**TASK DETAILS:** Reproduce the listing below word for word, but leave out the pictures.
• • • •
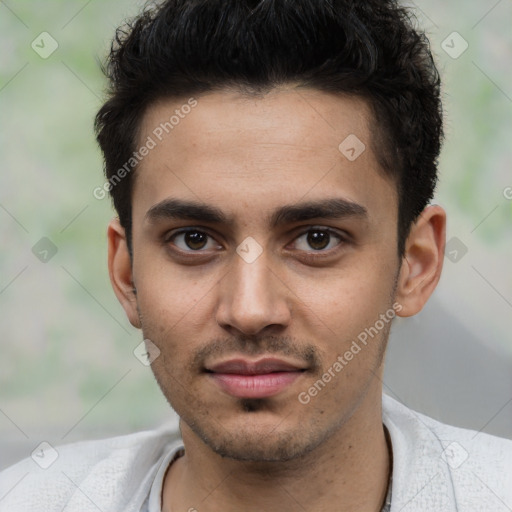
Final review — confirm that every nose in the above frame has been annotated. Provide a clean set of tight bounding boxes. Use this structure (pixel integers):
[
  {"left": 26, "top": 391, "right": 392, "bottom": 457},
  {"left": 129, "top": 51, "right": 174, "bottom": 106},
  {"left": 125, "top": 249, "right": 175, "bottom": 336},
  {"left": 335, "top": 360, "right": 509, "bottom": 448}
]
[{"left": 216, "top": 247, "right": 291, "bottom": 336}]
• • • •
**OUTPUT OF THE TASK:**
Final review — confirm that every nose in the above frame has been annotated. Provide a clean set of tight bounding boxes. Use this structure (pixel integers):
[
  {"left": 26, "top": 391, "right": 392, "bottom": 457},
  {"left": 129, "top": 51, "right": 174, "bottom": 106},
  {"left": 125, "top": 249, "right": 175, "bottom": 336},
  {"left": 335, "top": 360, "right": 509, "bottom": 448}
]
[{"left": 216, "top": 247, "right": 291, "bottom": 336}]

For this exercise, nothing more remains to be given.